• EXERCISE AIM
Reproduce each line of the material precisely.

• RECORDS PROVIDED
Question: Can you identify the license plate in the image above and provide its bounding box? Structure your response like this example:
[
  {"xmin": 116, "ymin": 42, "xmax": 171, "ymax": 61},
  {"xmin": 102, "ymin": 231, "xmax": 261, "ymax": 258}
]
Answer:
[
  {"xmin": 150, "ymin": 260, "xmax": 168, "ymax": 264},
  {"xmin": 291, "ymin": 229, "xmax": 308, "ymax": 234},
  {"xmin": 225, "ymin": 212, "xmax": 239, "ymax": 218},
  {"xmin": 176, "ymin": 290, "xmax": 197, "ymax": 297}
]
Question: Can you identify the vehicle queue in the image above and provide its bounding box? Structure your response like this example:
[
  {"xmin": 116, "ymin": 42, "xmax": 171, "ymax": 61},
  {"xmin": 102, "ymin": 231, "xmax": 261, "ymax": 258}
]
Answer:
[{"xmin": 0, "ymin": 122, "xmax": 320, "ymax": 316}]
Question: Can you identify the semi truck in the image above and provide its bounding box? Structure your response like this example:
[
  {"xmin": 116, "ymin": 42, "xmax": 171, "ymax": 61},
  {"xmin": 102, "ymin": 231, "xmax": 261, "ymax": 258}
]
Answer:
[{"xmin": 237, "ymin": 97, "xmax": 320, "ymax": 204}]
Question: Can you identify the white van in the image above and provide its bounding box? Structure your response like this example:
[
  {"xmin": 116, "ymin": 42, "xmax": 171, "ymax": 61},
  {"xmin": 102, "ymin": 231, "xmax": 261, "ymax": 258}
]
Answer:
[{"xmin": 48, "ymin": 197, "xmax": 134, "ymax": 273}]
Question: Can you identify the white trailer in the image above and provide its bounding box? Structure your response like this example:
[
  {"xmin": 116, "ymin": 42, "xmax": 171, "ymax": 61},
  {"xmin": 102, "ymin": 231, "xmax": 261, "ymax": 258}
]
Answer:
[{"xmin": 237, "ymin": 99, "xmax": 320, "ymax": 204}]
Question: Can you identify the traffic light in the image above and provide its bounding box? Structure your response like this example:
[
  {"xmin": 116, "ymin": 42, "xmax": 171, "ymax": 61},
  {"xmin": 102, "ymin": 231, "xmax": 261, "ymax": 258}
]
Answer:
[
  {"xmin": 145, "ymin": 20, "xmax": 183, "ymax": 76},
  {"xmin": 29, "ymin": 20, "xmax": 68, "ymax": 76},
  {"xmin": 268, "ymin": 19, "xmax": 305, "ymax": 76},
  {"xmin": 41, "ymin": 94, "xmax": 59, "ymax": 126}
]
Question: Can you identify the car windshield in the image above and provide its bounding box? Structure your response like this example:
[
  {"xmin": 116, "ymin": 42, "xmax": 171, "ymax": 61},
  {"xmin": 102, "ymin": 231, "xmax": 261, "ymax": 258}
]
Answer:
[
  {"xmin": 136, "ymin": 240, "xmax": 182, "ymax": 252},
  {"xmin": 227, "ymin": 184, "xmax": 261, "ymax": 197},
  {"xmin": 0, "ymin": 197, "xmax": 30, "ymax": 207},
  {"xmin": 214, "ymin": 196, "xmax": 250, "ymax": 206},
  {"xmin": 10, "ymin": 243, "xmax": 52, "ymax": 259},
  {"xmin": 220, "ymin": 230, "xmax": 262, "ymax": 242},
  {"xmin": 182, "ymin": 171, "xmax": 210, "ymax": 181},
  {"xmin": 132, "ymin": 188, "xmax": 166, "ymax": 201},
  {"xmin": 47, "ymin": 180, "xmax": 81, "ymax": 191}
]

• EXPECTED ANSWER
Question: Can you identify the license plate in the image above and provide its bounding box? Structure your response like this example:
[
  {"xmin": 116, "ymin": 42, "xmax": 171, "ymax": 61},
  {"xmin": 102, "ymin": 231, "xmax": 261, "ymax": 258}
]
Answer:
[
  {"xmin": 150, "ymin": 260, "xmax": 168, "ymax": 264},
  {"xmin": 291, "ymin": 229, "xmax": 308, "ymax": 234},
  {"xmin": 225, "ymin": 212, "xmax": 239, "ymax": 218},
  {"xmin": 176, "ymin": 290, "xmax": 197, "ymax": 297}
]
Question: Can you identify the vehicle queue in the image above and provide its bounding box? Structure your response like this example:
[
  {"xmin": 116, "ymin": 42, "xmax": 171, "ymax": 61},
  {"xmin": 102, "ymin": 231, "xmax": 261, "ymax": 258}
]
Answer:
[{"xmin": 0, "ymin": 122, "xmax": 320, "ymax": 316}]
Question: Can you identify the semi truck in the image above and provide its bounding box? Structure your response like this example:
[
  {"xmin": 116, "ymin": 42, "xmax": 171, "ymax": 61},
  {"xmin": 102, "ymin": 231, "xmax": 261, "ymax": 258}
]
Answer:
[{"xmin": 237, "ymin": 97, "xmax": 320, "ymax": 204}]
Question: Can you identify the white van in the image above and provide its bounding box? Structure your response like this example:
[
  {"xmin": 116, "ymin": 42, "xmax": 171, "ymax": 61},
  {"xmin": 102, "ymin": 231, "xmax": 261, "ymax": 258}
]
Answer:
[{"xmin": 48, "ymin": 197, "xmax": 134, "ymax": 273}]
Question: Can you identify the white trailer in the image above and provide its bounding box? Structure your response like this example:
[
  {"xmin": 116, "ymin": 42, "xmax": 171, "ymax": 61},
  {"xmin": 102, "ymin": 231, "xmax": 261, "ymax": 258}
]
Answer:
[{"xmin": 237, "ymin": 99, "xmax": 320, "ymax": 204}]
Question: Can you identify the traffic light in the image above and provide its bounding box? Structure your response like this example:
[
  {"xmin": 116, "ymin": 42, "xmax": 171, "ymax": 61},
  {"xmin": 102, "ymin": 231, "xmax": 261, "ymax": 258}
]
Answer:
[
  {"xmin": 145, "ymin": 20, "xmax": 183, "ymax": 76},
  {"xmin": 29, "ymin": 20, "xmax": 68, "ymax": 76},
  {"xmin": 268, "ymin": 19, "xmax": 305, "ymax": 76},
  {"xmin": 41, "ymin": 94, "xmax": 59, "ymax": 126}
]
Question: Can you identify the car windshield in the image above and provide its bounding box? Structure your response like this example:
[
  {"xmin": 116, "ymin": 42, "xmax": 171, "ymax": 61},
  {"xmin": 102, "ymin": 231, "xmax": 261, "ymax": 258}
]
Answer:
[
  {"xmin": 136, "ymin": 240, "xmax": 182, "ymax": 252},
  {"xmin": 227, "ymin": 184, "xmax": 261, "ymax": 197},
  {"xmin": 0, "ymin": 197, "xmax": 30, "ymax": 207},
  {"xmin": 214, "ymin": 196, "xmax": 250, "ymax": 206},
  {"xmin": 10, "ymin": 243, "xmax": 52, "ymax": 259},
  {"xmin": 220, "ymin": 230, "xmax": 262, "ymax": 242},
  {"xmin": 182, "ymin": 171, "xmax": 210, "ymax": 181},
  {"xmin": 132, "ymin": 188, "xmax": 166, "ymax": 201},
  {"xmin": 47, "ymin": 180, "xmax": 81, "ymax": 191}
]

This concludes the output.